▶ À FAIRE
[a] Selon le texte fourni, quelle taxe les sikhs, les hindous et les autres minorités doivent-ils payer en Afghanistan ?
[b] Écrivez la suite du texte fourni sur les minorités en Afghanistan, en partant de sa dernière phrase.

▶ TEXTE FOURNI
----------

Dans la pratique, les choses sont complètement différentes. Les sikhs, les hindous et les autres minorités doivent payer la Jizya, une taxe que doivent payer tous les non-musulmans qui vivent en Afghanistan. C'est le premier élément.
Il y a ensuite le fait qu'on cherche à tel point à cibler et décimer les minorités qu'après l'attentat à la bombe à Kaboul, les sikhs n'ont même pas pu avoir une procession funéraire en paix. La procession a été prise pour cible. Des bombes ont été placées le long de la route. Des bombes ont été placées devant les maisons des sikhs et les gurdwaras. Puis, une fois la procession rendue au bûcher funéraire pour les funérailles, une autre bombe a explosé. Les assassinats et le ciblage sont sans fin.
Bref, on procède à un génocide total des minorités qui ne sont pas de la même foi qu'eux. Encore une fois, on ne vit pas, on s'efforce de survivre. C'est difficile parce que [Difficultés techniques] de simplement exister. Il faut vivre dans une situation d'infériorité et il faut vivre dans la peur.
:
Merci beaucoup, monsieur le président.
Je tiens à remercier toutes les personnes qui témoignent devant nous aujourd'hui. Ce sont des témoignages incroyablement convaincants et des informations très importantes que nous recueillons auprès de vous. La question que j'aimerais vraiment comprendre et sur laquelle je pourrais peut-être obtenir un peu de précision, c'est le contexte actuel dans lequel nous nous trouvons.
Bien sûr, nous savons qu'en ce moment, nous sommes au beau milieu d'une pandémie de COVID-19. Les habitants de différents endroits dans le monde entier réagissent différemment et sont à différents stades de rétablissement par rapport à cette maladie, mais nous savons aussi que les États-Unis et le Canada se retirent de l'Afghanistan après avoir investi beaucoup d'argent dans ce pays et après avoir passé beaucoup de temps à parler de l'importance de s'assurer que les droits des femmes et des filles sont protégés, par exemple.

----------

▶ DONNÉES FOURNIES
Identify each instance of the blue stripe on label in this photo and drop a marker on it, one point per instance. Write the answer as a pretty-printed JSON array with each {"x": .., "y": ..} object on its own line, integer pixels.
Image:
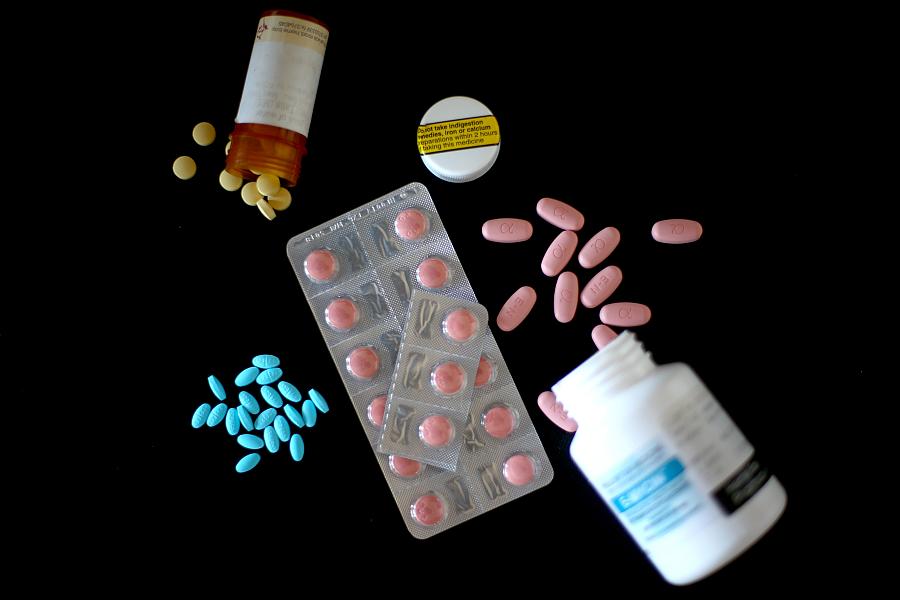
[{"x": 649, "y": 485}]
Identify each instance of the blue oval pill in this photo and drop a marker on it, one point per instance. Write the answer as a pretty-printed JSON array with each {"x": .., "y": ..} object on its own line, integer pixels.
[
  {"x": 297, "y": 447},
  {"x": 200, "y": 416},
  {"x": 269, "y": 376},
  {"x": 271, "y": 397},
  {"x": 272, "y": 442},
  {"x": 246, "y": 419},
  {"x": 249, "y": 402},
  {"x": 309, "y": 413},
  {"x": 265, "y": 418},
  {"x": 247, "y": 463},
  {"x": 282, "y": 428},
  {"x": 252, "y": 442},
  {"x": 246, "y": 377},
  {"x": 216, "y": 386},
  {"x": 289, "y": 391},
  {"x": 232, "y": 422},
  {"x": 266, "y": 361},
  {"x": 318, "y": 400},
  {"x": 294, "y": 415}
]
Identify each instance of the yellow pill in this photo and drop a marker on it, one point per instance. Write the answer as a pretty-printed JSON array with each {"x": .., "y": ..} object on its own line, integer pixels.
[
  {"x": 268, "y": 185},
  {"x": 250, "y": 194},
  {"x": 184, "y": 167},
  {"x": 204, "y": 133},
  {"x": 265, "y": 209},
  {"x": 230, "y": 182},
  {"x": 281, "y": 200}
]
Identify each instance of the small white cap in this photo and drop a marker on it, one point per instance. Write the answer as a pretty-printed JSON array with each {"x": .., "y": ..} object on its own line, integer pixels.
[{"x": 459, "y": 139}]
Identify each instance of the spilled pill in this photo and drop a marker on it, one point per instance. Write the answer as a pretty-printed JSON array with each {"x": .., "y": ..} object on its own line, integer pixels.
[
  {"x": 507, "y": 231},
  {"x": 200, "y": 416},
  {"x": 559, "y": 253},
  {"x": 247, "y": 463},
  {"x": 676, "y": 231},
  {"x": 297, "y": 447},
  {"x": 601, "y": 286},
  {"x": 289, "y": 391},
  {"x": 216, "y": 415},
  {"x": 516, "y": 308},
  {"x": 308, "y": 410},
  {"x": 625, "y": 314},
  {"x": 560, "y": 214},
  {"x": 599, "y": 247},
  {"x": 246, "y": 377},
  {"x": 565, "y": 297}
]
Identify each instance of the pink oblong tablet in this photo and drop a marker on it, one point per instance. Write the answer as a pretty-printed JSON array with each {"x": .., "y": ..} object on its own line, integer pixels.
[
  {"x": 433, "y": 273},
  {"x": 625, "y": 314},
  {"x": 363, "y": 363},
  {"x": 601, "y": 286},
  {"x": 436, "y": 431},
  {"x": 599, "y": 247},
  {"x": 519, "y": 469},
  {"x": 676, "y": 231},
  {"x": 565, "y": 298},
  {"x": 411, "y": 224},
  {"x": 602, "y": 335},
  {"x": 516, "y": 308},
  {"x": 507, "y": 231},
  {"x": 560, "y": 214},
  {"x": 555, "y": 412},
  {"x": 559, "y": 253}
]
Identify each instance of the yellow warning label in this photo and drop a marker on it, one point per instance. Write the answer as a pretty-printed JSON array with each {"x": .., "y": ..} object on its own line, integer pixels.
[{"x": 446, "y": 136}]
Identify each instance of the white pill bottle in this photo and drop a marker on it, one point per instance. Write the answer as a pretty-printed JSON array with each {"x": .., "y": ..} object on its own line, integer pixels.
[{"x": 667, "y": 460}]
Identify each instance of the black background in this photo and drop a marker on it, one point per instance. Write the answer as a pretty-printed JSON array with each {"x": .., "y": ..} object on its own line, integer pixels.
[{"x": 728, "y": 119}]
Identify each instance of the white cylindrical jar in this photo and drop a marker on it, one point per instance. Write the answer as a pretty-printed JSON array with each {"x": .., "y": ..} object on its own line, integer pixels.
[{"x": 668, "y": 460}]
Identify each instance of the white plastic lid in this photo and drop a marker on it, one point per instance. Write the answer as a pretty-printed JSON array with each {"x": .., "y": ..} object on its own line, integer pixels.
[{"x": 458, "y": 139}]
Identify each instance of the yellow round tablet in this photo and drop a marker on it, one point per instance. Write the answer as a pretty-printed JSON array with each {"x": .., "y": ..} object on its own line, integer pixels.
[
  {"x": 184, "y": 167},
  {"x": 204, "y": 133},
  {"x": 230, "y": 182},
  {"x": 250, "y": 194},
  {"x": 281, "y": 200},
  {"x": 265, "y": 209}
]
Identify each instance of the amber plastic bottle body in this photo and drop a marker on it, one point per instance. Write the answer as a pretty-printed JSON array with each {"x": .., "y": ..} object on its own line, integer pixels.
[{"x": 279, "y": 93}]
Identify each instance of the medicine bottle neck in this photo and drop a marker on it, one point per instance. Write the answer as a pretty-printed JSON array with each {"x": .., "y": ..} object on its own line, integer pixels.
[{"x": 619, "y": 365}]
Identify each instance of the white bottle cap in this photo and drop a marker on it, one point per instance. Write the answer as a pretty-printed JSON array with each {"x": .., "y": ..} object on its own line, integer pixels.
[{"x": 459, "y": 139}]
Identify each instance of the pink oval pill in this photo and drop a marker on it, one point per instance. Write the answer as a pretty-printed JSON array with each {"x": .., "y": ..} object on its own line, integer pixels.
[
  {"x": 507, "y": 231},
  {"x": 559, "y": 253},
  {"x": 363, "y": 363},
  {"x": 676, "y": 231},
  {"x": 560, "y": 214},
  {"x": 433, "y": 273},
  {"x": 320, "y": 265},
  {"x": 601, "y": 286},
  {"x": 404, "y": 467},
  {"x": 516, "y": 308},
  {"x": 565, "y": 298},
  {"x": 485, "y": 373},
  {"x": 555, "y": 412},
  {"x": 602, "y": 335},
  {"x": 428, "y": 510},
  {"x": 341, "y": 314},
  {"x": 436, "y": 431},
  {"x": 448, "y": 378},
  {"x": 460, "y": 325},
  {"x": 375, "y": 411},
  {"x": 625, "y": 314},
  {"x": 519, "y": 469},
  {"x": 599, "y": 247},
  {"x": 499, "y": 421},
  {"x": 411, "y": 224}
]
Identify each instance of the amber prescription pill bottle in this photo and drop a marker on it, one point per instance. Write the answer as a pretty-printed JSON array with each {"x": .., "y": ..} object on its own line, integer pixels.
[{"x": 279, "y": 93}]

----------

▶ LISTE DES RÉPONSES
[a] Ils doivent payer la Jizya, une taxe imposée à tous les non-musulmans qui vivent en Afghanistan.

[b]
Je me demande juste ce qui se passe. Est-ce que cette violence contre les populations hazara et sikhes...? À quoi ressemble-t-elle? A-t-elle augmenté de manière significative? L'augmentation de la violence a-t-elle été importante? Dans quelle mesure cette violence est-elle liée à la COVID? Les difficultés liées à la COVID servent-elles de couverture aux agissements des talibans? Dans quelle mesure ces actions sont-elles attribuables au retrait des troupes? J'aimerais comprendre le contexte en ce qui concerne ce retrait et la pandémie mondiale de COVID-19.
Monsieur Maley, si je pouvais commencer par entendre votre réponse, ce serait formidable.
Il y a eu une escalade très importante de la violence contre les minorités depuis la signature de l'accord bilatéral entre les États-Unis et les talibans le 29 février 2020. Cela ne veut pas dire qu'il n'y avait pas d'actes de violence substantiels avant cela. En fait, il y en avait, mais il y a eu une escalade.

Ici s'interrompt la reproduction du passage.